▶ _Selected excerpt_:
________________________________________
Dorothy Wordsworth at Christmastide
I’ve found myself thinking about Dorothy Wordsworth over the Christmas period. Perhaps it’s because her birthday was Christmas Day itself, a strange day to have your birthday on in any case, but likely even more so when your parents have both died and you have been separated from your beloved brothers for so long, as Dorothy was in her youth. I thought, in the gaps between my children’s wild-eyed excitement and their spectacular if short-lived illnesses over the festive period, about what it might have been like to celebrate Christmas and New Year after Dorothy reunited with her brother William when she was in her early twenties.
It was perhaps the most perfect birthday present of all when William and Dorothy moved into Dove Cottage in Grasmere a few days before Christmas in 1799, with Dorothy about to turn 28. The chatty letter she and William sent to their mutual friend Samuel Taylor Coleridge, written collectively directly over Christmas and Dorothy’s birthday, makes clear that they spent the whole of that time working enormously hard, and hardly seem to have registered that it was Christmas at all. Between the sewing in which Dorothy was ‘absolutely buried’, as her brother described it, and the painting, mending of doors, and dreaming about what their scrap of garden might look like come summer, the two had barely a moment to call their own. That they had walked dozens of miles from Yorkshire to Grasmere to reach their new home makes their domestic endeavours even more impressive, and the neglect of Christmas perhaps inevitable.
________________________________________
▶ _Work task A_:
According to the post about Dorothy Wordsworth, what birthday was Dorothy about to reach when she and William moved into Dove Cottage?
▶ _Work task B_:
List every activity the Dorothy Wordsworth post names as leaving the two of them barely a moment to call their own.

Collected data
________________________________________
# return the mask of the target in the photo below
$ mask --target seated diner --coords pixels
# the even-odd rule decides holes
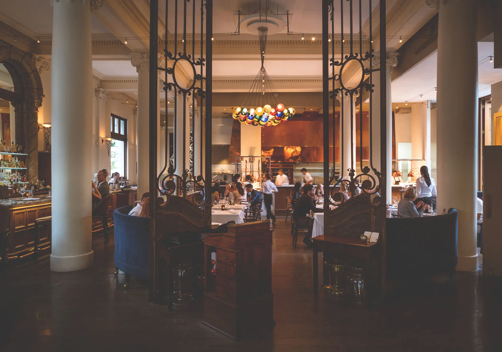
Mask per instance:
[[[413,202],[417,199],[417,190],[410,187],[403,195],[403,199],[398,204],[398,216],[400,218],[418,218],[422,216],[424,211],[429,206],[422,201],[416,205]]]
________________________________________
▶ _Answer space A_:
She was about to turn 28.

▶ _Answer space B_:
- Sewing
- Painting
- Mending doors
- Dreaming about what their garden might look like come summer